═════ Selected excerpt
Heather Connor’s paper described a new method of tracking fibres from the brain to the visual cortex.

“As a result of this new measure, I found that there was a significant difference between the volume of the white matter fibres in patients with advanced open angle glaucoma compared to normal patients,” said Heather.

Patients with advanced glaucoma had a smaller volume of fibres and this is thought to be due to gradual degeneration of the fibres following loss of vision.

“This work is significant as it demonstrates we need to take a holistic approach to the eye disease glaucoma and consider that it is not just the retina which is affected. This has implications for patients since early treatment can help reduce vision loss and thus prevent further changes.”

Karl Brown’s paper compared three different transplant surfaces – a new synthetic hydrogel film, a collagen film coated in hydrogel and a standard plastic tissue culture surface.

His results showed that the synthetic hydrogel film produced the same amount of cells after 28 days as is commonly found in a healthy eye. It is also able to be easily and safely implanted into the eye as it is flexible, very thin (able to be inserted through a 3mm slit) and non-toxic. The film is currently being trialled with sheep corneal endothelial cells as a model for human endothelial cells.

“In the future, we will implant the film with human cells and see if it can restore sight to an eye with damaged endothelium (inner layer of the corneal cells),” said Karl.

“If it can, then our idea could treat tens of patients from a single donor cornea or perhaps even allow us to grow a new corneal endothelium from the patient’s own cells. The operation used to implant the film will be the same as the operation surgeons now use to implant donor tissue.”

Heather Connor is a PhD student working with CERA’s Glaucoma Research Unit. Karl Brown is a PhD student in CERA’s Surgical Research Unit.
══════════
→ **What is needed**
Update the eye research text, starting with "Patients with advanced glaucoma" and going on through "loss of vision.", and put "slow" where "gradual" stands. Rely only on the eye research text for what follows.
═════ Entries shown
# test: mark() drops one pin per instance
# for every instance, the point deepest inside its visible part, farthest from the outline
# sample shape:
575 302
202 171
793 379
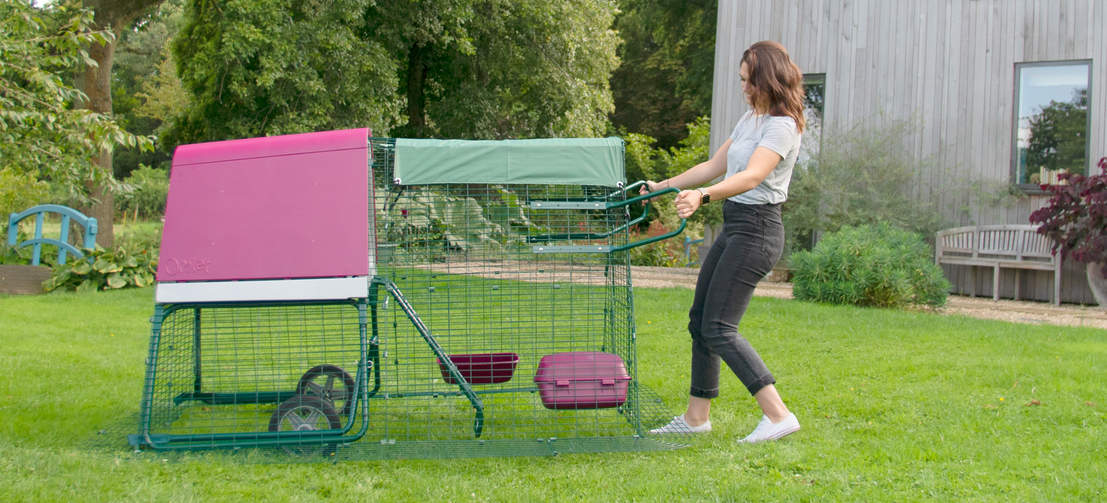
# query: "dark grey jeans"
751 244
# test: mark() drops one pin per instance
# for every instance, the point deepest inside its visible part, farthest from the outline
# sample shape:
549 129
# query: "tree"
1058 135
435 68
95 82
498 69
146 93
43 136
664 81
277 67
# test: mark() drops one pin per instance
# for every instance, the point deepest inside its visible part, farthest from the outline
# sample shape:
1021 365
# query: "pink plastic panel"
277 207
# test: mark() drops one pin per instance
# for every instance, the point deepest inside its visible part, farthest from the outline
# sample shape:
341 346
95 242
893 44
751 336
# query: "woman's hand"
688 202
651 186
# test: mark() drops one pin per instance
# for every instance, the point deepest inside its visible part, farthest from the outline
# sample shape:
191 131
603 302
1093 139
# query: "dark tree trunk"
416 96
96 83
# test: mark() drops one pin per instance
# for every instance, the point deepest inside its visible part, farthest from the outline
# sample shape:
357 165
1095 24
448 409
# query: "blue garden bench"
69 215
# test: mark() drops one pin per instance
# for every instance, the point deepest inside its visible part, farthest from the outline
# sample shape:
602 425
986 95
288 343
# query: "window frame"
1036 188
810 79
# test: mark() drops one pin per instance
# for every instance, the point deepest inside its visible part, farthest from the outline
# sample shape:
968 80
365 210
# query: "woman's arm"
695 175
761 164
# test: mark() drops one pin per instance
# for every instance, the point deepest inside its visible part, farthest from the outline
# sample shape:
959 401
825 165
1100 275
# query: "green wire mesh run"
499 322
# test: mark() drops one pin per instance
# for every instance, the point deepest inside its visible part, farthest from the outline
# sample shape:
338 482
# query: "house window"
1051 122
814 92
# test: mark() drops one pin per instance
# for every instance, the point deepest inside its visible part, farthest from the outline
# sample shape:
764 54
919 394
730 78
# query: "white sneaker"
680 425
768 430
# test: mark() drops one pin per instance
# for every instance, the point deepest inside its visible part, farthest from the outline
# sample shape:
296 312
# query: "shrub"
1075 216
104 270
869 265
145 192
861 176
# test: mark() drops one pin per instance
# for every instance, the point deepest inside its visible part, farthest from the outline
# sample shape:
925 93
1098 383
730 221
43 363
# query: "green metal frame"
599 205
146 439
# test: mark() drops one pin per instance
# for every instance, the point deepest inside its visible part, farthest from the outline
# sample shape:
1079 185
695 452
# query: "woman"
757 161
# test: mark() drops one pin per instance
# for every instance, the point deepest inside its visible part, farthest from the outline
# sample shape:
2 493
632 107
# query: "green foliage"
645 162
276 67
104 270
41 132
862 176
1058 137
138 236
487 69
146 93
668 62
500 69
145 191
870 265
18 192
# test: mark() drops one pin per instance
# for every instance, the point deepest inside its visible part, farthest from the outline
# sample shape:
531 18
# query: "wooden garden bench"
999 246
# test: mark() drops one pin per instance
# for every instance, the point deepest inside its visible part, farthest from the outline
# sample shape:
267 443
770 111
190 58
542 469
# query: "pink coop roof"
278 207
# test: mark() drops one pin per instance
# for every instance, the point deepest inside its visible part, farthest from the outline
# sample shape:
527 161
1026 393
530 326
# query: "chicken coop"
344 296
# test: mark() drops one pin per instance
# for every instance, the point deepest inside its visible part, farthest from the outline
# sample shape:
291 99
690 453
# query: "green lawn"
895 406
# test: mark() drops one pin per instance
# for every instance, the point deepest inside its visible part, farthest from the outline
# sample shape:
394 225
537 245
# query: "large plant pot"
1097 284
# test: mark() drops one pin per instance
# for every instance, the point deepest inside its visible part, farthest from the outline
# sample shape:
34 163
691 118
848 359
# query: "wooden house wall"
947 68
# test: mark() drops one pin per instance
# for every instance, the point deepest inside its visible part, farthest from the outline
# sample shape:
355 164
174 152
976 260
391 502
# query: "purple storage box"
483 368
581 380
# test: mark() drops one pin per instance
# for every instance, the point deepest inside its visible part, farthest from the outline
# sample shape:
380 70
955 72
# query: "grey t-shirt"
776 133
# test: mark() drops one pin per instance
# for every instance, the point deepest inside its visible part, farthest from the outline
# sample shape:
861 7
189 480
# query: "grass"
896 406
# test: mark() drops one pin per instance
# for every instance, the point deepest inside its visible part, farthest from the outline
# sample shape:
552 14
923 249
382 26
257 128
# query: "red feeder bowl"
482 368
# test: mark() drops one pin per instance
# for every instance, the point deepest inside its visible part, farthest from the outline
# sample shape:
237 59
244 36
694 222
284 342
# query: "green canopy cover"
546 161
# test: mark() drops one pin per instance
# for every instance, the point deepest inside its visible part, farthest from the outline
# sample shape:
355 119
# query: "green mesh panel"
462 269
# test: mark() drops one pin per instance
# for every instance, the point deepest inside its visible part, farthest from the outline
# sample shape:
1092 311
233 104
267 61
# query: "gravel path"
976 307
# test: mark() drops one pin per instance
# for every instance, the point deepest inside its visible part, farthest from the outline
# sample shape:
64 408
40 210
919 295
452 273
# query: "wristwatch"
704 197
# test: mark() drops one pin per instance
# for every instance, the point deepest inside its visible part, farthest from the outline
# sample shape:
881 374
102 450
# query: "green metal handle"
644 197
641 197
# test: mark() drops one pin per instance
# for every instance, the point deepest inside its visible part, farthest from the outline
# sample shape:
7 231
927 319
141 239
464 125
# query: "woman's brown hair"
775 82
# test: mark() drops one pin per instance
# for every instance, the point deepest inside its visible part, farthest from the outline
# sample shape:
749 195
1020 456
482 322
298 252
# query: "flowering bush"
1075 216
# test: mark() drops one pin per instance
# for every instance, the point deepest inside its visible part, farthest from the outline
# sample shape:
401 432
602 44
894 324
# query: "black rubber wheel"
330 382
306 413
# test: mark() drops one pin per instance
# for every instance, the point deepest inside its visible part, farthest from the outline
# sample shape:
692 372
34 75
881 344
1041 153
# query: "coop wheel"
306 413
330 382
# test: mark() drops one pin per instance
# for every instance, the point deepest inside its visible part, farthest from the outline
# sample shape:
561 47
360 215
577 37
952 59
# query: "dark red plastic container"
482 368
581 380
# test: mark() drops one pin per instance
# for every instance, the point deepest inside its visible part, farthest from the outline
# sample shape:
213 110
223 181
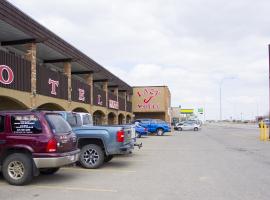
══════════
→ **Task output**
Patients with advanced glaucoma had a smaller volume of fibres and this is thought to be due to slow degeneration of the fibres following loss of vision.